*Teks yang diberikan*:

------------------------------

Chapter 3: “Did Žižek Say
Democracy?”
oleh Alpiadi Prawiraningrat
Pembahasan
pada bab tiga yaitu “Did Žižek Say
Democracy?” merupakan kelanjutan bab pertama yaitu “Žižek and the Radical-Democratic Critique
of Ideology”, yang menceritakan bagaimana pandangan Žižek terhadap ideology dengan kritik demokrasi
radikal. Jika pada bab kedua buku ini yaitu, “Retrieving the subject: Žižek Teheotrical
Politics” tentang manifesto komunis dan teori serta kritikan
terhadap teori. Pada chapter ini, dijelaskan mengenai teori politik Žižek yang ketiga yaitu teori tentang tipe dari
rezim politik. Teori politik Žižek yang radikal
demokratis menggabungkan analisis ideologi Sinisme dengan kritik mengenai teori
post – sturcturalist dalam posisi
yang kuat dan masuk akal. Dengan subjek kelompok Kiri dan kelompok Kanan serta
keterkaitanya dengan demokrasi berdasarkan pemikiran Žižek .
Pada
awalnya, para pilosofis politik menggunakan dasar pemikiran pada pemikiran
tentang pembagian tipe_tipe dari rezim politik, yang kemudian dilanjutkan
dengan kualifikasi yang ditambahkan oleh Aristoteles, Machiavelli dan
Montesquieu. Tetapi pemikiran ini cenderung ketinggalan zaman karena tidak
sesuai dengan keadaan modern di barat.
Pemikiran
pre-modern adalah pemerintah yang baik merupakan pemerintah yang memiliki visi
tunggal mengenai masyarakat berjalan baik. Oleh karena itu, dengan adanya
perubahan zaman maka karakterstik dari agen politik dan para pilosofis pun
berubah. Partai politik dan rezim diklasifikasikan antara “progressive” atau “reactionary”
dengan melihat bagaimana mereka bertahan selama masa Enlightenment. Selain itu ada pengklasifikasian lain yaitu “conservative ”, “liberal” atau “socialist”.

------------------------------

*Baris data*:
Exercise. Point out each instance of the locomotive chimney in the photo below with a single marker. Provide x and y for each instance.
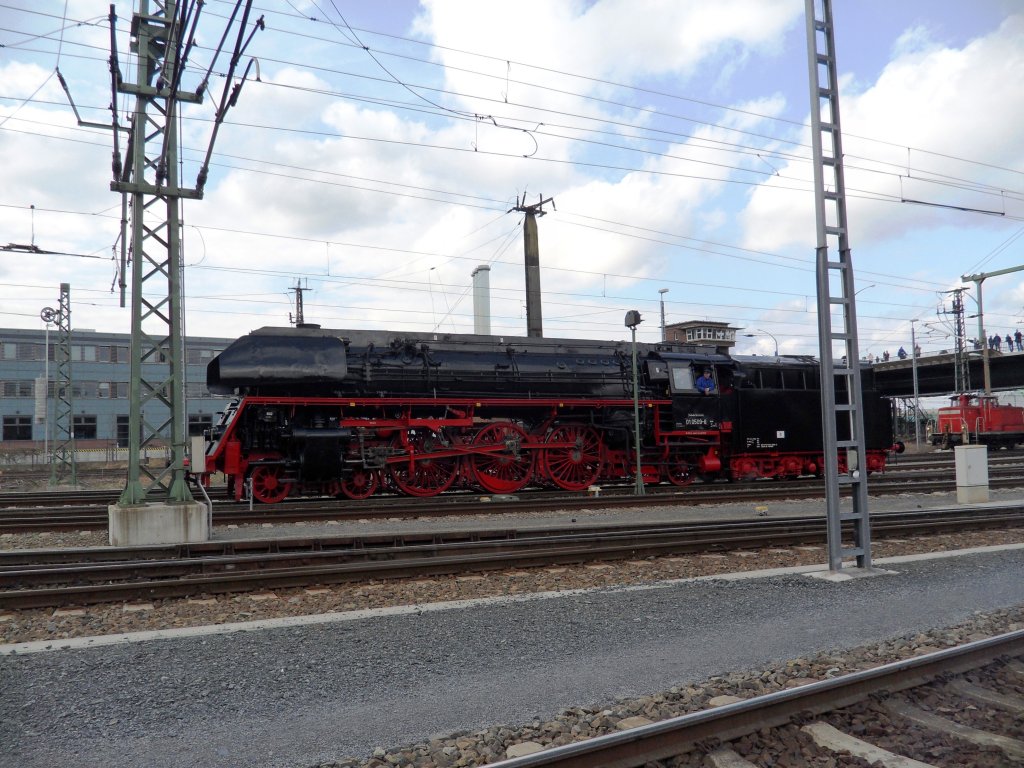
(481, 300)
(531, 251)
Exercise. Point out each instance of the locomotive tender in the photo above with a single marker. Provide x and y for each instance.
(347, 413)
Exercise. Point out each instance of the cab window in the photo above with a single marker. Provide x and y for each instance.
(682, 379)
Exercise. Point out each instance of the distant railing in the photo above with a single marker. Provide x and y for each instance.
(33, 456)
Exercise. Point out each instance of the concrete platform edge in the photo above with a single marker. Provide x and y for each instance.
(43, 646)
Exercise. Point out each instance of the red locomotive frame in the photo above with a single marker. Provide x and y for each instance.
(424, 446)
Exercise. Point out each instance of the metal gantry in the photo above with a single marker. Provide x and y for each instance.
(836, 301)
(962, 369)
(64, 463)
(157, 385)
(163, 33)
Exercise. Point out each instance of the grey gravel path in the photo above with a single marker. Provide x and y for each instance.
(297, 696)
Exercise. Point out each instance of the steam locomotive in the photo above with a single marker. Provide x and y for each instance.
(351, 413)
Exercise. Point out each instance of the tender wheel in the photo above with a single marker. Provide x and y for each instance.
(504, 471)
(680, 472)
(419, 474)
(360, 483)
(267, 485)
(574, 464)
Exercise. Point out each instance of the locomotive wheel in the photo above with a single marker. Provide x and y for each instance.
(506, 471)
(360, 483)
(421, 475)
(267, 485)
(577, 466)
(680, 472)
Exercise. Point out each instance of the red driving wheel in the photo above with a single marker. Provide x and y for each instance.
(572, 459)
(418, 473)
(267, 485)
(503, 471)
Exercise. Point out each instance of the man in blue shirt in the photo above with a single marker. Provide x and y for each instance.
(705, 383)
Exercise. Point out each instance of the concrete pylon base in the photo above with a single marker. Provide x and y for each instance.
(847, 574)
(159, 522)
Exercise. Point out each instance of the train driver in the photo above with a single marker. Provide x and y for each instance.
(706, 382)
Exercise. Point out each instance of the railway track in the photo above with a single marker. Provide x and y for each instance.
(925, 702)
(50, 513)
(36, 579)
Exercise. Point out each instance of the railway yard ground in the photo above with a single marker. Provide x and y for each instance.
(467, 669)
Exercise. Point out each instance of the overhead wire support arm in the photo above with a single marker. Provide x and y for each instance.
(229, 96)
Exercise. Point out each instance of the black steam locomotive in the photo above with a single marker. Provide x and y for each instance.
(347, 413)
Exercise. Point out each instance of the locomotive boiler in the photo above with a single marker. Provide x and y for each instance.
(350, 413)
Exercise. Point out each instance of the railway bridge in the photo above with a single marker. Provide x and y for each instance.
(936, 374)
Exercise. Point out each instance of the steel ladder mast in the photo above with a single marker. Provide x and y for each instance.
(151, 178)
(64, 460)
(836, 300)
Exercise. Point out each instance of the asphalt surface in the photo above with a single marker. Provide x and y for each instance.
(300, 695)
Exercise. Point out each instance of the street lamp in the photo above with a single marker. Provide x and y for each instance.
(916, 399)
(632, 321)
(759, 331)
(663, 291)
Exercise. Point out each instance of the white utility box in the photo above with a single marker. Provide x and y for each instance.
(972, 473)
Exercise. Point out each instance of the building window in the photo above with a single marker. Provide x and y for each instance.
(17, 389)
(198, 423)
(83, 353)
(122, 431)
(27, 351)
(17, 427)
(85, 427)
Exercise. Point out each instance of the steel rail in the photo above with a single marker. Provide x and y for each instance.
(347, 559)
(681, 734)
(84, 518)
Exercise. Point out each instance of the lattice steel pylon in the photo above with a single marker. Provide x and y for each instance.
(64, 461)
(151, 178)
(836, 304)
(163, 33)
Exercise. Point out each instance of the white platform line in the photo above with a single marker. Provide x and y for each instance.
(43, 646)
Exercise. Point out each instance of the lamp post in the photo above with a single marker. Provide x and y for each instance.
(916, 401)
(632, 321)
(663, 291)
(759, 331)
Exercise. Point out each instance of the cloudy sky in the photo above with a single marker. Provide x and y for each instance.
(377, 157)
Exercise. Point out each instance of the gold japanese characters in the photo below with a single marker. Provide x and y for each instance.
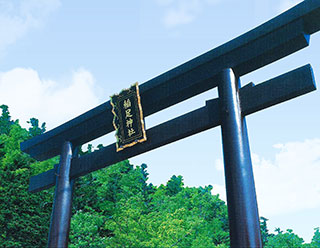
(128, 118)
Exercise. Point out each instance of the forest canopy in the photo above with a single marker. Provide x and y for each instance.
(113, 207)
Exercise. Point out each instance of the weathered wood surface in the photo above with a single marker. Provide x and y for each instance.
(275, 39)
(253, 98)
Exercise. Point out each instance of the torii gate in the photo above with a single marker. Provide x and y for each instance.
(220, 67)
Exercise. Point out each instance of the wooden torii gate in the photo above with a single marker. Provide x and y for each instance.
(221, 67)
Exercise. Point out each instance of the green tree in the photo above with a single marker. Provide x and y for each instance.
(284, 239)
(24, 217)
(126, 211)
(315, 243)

------------------------------

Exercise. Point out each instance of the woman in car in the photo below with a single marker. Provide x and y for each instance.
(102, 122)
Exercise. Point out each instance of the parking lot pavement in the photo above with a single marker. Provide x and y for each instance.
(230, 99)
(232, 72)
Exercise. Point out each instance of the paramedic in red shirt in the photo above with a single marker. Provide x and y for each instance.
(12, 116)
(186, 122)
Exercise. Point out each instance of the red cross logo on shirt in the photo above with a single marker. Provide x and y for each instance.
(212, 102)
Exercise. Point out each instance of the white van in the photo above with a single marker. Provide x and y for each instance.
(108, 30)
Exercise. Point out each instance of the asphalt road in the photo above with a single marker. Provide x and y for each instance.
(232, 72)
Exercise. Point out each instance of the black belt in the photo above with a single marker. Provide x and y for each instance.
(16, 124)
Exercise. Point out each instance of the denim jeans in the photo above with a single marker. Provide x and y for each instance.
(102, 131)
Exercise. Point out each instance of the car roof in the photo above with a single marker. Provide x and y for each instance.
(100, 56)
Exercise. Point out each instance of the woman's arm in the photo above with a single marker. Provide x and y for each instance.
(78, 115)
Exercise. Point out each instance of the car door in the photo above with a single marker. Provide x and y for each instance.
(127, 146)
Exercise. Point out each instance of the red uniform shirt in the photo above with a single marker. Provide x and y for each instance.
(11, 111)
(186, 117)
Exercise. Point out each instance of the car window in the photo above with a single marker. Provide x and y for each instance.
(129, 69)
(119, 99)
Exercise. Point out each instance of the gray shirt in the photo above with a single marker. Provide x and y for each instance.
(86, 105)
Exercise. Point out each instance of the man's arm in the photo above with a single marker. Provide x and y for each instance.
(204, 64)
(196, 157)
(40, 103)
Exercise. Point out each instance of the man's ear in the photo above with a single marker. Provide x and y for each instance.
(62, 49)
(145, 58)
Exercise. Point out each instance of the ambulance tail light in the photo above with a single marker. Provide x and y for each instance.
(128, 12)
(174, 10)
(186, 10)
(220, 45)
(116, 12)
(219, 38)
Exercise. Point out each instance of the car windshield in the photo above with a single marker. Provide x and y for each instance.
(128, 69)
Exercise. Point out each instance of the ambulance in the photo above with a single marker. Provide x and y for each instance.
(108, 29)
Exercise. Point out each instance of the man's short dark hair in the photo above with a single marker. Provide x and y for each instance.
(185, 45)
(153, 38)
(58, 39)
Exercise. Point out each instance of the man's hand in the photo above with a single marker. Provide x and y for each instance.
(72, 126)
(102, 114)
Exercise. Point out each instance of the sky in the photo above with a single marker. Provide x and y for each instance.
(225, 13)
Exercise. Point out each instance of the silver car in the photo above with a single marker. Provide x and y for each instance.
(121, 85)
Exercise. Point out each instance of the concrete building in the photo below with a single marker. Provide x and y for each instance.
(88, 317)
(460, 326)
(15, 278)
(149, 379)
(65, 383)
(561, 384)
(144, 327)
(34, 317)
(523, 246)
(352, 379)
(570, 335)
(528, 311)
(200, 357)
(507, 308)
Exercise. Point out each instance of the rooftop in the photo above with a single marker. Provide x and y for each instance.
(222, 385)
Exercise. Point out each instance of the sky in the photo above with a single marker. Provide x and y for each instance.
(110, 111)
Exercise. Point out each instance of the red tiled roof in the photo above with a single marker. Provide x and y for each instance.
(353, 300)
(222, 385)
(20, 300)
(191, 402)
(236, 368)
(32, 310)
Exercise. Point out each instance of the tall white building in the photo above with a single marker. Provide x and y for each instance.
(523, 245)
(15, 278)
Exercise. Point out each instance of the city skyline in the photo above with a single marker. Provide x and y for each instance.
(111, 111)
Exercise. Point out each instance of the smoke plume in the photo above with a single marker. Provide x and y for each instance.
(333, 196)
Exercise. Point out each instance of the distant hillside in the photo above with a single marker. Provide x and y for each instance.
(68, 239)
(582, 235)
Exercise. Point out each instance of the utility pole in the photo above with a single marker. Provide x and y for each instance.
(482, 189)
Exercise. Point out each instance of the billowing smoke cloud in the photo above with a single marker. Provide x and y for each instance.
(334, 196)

------------------------------

*Petunjuk dan ketentuan*: Tuliskan kembali bagian dari teks tentang Žižek yang dimulai pada kata-kata "oleh Alpiadi Prawiraningrat" dan berhenti setelah "pemikiran Žižek .". Jangan ubah satu huruf pun.

*Hasil yang benar*:
oleh Alpiadi Prawiraningrat
Pembahasan
pada bab tiga yaitu “Did Žižek Say
Democracy?” merupakan kelanjutan bab pertama yaitu “Žižek and the Radical-Democratic Critique
of Ideology”, yang menceritakan bagaimana pandangan Žižek terhadap ideology dengan kritik demokrasi
radikal. Jika pada bab kedua buku ini yaitu, “Retrieving the subject: Žižek Teheotrical
Politics” tentang manifesto komunis dan teori serta kritikan
terhadap teori. Pada chapter ini, dijelaskan mengenai teori politik Žižek yang ketiga yaitu teori tentang tipe dari
rezim politik. Teori politik Žižek yang radikal
demokratis menggabungkan analisis ideologi Sinisme dengan kritik mengenai teori
post – sturcturalist dalam posisi
yang kuat dan masuk akal. Dengan subjek kelompok Kiri dan kelompok Kanan serta
keterkaitanya dengan demokrasi berdasarkan pemikiran Žižek .